* Job *
Please list every clock time mentioned in the tribute to Darin Moore below.

* Excerpted text *
- - - - - - -

And it's never easy.
The passing of someone, especially
someone that you knew or were close
to is always difficult.
Regardless of the circumstances,
those remaining behind inevitably
are left with perhaps the most
difficult task of all...trying to
find reason or explanation; someway
to understand why.
This past Saturday, Darin Moore was
headed out to Hat Rock for his
camping trip/bachelor party.
He was smiling, happy, and full of
excitement. And why wouldn't
he be? Darin was half way
through his third year in a job he
loved, working at the Les Schwab Tire Center with a group
of friends he considered his
"second family". This
particular day was the second
anniversary of the beginning of a
relationship with the love of his
life. And that relationship
would include his fiancee's 5 year
old daughter, who had become the
apple of Darin's eye. Three weeks
from that day, the three of them
would be joined as a family, living
and loving and growing together,
sharing everything that life would
surely bring them. Earlier
that day, he had stopped to visit
his family, and spent
time with those people whom meant
the most to him. What was
there not to be happy about?
By eight o'clock that evening, Darin
Moore was dead. The victim of
a senseless, no-fault traffic
collision on Highway 12, west of
Touchet. For the past three days,
Darin's family and friends have been
trying to go about their lives and
make some sense of it all.
Attempting to somehow find a reason
or some understanding as to why,
with so much joy and life ahead,
that God would choose this time to
take him.
Darin and I were not best friends.
But when he lived out in Prescott
prior to his joining Schwab, we
played golf, shot the breeze, and
occasionally just hung out. Darin
was the kind of guy that just being
around made whatever kind of day you
were having a better one.
I was thinking about it on Sunday
and looking back on the thousands of
people I've known, I can honestly
say there are maybe a couple dozen
or so that were just plain,
down-home, head to toe, from the
heart, good people.
Darin was one of them. He was
honest and loyal as the day is long,
perhaps the best kind of friend a
person could hope to find. On
more than one occasion I'd seen (or
been the recipient of) Darin coming
to the aid of someone, regardless of
the inconvenience it caused him.
He was a very passionate
person, at times deeply moved by
something the rest of us didn't even
notice. A huge sports
enthusiast, Darin could jump up and
down and shout his lungs out at
football players on a TV screen at
8:00 on Monday night, and then be
found at 6am the next morning,
sitting beside a peaceful creekside,
fishing poll in his hands at one
with the peace, solitude, and sounds
of the water and wind as the sun
peeked up over the hills.
I learned long ago that people learn
by doing what others do. As I
thought about this, it came to me
that perhaps I had stumbled across
the lesson...that "thing"
that I was supposed to take from all
of this...God's reason for
why Darin was gone. .
I have a great respect for the way
Darin carried himself as a person.
No one is perfect, and Darin would
have been the first to agree.
But in every situation, Darin was
one of those people who, without
even thinking about it, usually did
the right thing. It wasn't
that he thought about it, it was
just part of his nature...like
breathing or hating country music.
I said Darin was very passionate.

- - - - - - -

* Provided material *
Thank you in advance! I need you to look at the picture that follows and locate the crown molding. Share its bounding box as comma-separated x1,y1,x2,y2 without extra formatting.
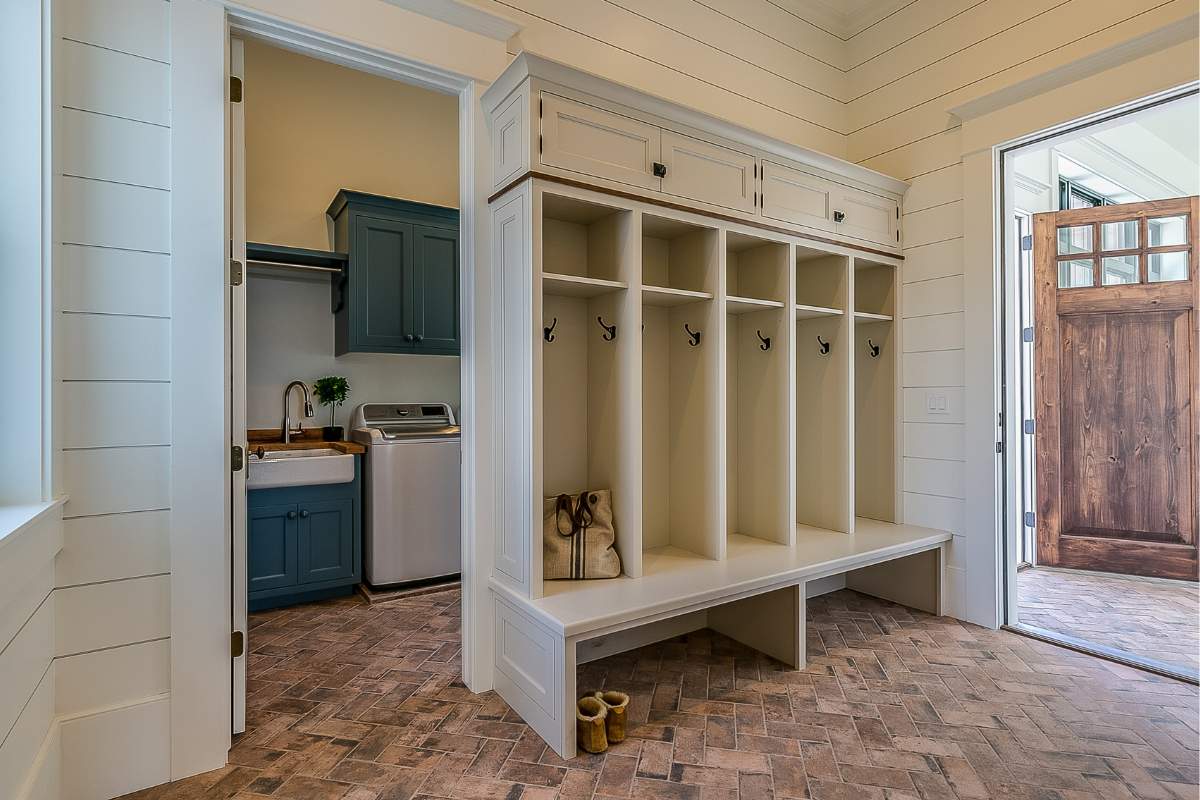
385,0,522,42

- - - - - - -

* Solved exercise *
- eight o'clock (that evening)
- 8:00 (on Monday night)
- 6am (the next morning)